● Source extract
>>>>>

Allison denies involvement. She’s still one step back: “I’m still trying to delve deeper into my memory and see if it was really YOU who I associate with the fritters. In my memory they look great.”

And finally, the culprit sister surfaces. Elizabeth emails, “OK, I have to admit it, it was I who put Mom up to it. To tell you the truth, I didn’t think she’d remember to do it, I’m impressed!”

If we’ve reached the point where my mother’s memory is impressive, we’re all in trouble. All I can imagine is that I must have taken my sisters out to Sourdough Mining Company on a visit and those are the corn fritters they’re associating with me. I can’t imagine deep-frying in my mother’s house; she’d have had us cleaning the stove for hours. (Do corn fritters require deep-frying?) And what was Aunt Selma doing in our kitchen anyway?

The thing is, when we were packing up the old house when my mother moved, I came across the large souvenir program from Dreamgirls when it opened on Broadway – with all my little notes and travel directions clipped to it. The startling coincidence: I had just seen it in Anchorage for the very first time. I also came across a paper I’d written, something about existentialism and the writings of Sartre and Kafka. I checked the bibliography; lots and lots of Kafka entries. Yes, I’d done my thesis on Sartre, but I have never read any Kafka. Nothing. Not even the one about the cockroach. 
Tim is making cracks about 50 First Dates, but I’m thinking of all the parallel universes that exist. How one branches off from another and in one, I’ve never done something while in another, I have. And every now and then, the universes overlap and things get confusing. Or one universe for my sisters collides with a universe of mine that doesn’t synch. There is just so much complexity in time and space!

And I do remember reading all of George Orwell, John Steinbeck, and Sartre. Maybe Kafka just isn’t that memorable.

2 comments:

  1. Fritters must always be deep fried.

    ReplyDelete
  2. I will sometimes watch a movie "I have never seen before." After about half an hour I might suddenly realize that I actually have seen it. Not right at the beginning, but after watching it for half an hour or so.

    Putting on my lawyer hat, I will also point out that your story illustrates why eye-witnesses are not necessarily reliable in trials.

    My theory, which doesn't hold water all the time, is that you remember things that are important to you better than things that are not important - or things with an emotional impact. This is why you can remember what you were doing when you heard about 9/11, but you can't remember anything from the day before. And why you can remember your favorite dress when you were in high school, but you can't remember the dresses your mother bought you (unless you really hated them).

    This suggests that eating corn fritters is/was more important to you than cooking them.

<<<<<

● Data
>>>>>

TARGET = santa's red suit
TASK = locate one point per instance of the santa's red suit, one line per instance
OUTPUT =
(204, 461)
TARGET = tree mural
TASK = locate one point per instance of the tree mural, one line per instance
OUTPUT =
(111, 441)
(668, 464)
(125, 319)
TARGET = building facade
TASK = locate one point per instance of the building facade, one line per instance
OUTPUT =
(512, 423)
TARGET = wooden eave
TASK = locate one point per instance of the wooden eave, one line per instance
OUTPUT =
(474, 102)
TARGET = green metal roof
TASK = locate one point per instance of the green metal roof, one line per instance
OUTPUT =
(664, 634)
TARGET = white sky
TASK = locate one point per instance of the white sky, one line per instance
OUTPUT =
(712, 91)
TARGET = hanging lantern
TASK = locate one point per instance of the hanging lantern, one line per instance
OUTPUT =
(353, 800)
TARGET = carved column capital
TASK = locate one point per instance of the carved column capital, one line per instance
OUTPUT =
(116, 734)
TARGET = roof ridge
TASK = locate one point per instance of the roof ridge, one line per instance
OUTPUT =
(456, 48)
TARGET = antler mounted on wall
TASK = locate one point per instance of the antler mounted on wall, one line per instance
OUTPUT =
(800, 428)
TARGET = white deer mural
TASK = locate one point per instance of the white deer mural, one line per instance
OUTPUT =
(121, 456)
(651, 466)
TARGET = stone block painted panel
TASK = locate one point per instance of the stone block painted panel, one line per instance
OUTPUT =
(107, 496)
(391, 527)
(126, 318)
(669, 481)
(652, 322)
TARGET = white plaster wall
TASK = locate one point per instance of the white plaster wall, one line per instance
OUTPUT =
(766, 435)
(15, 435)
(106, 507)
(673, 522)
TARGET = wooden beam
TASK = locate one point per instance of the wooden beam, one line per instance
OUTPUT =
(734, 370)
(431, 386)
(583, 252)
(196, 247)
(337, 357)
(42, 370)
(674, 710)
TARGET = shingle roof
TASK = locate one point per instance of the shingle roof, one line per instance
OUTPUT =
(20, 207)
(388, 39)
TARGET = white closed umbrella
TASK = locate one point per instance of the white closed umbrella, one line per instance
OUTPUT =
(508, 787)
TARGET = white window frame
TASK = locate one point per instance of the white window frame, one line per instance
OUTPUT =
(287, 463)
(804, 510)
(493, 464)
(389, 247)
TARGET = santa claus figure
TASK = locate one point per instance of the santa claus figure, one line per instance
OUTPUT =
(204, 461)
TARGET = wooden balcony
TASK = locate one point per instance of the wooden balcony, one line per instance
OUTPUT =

<<<<<

● Tasks to perform
1. In the post about the corn fritters, which sister admits that she put their mother up to it?
2. List every writer named in the post about the corn fritters.
3. From the post about the corn fritters, reproduce everything from "If we’ve reached" down to "our kitchen anyway?".

● Results for the exercise
1. Elizabeth admits that she put their mother up to it.

2. Sartre, Kafka, George Orwell, John Steinbeck

3.
If we’ve reached the point where my mother’s memory is impressive, we’re all in trouble. All I can imagine is that I must have taken my sisters out to Sourdough Mining Company on a visit and those are the corn fritters they’re associating with me. I can’t imagine deep-frying in my mother’s house; she’d have had us cleaning the stove for hours. (Do corn fritters require deep-frying?) And what was Aunt Selma doing in our kitchen anyway?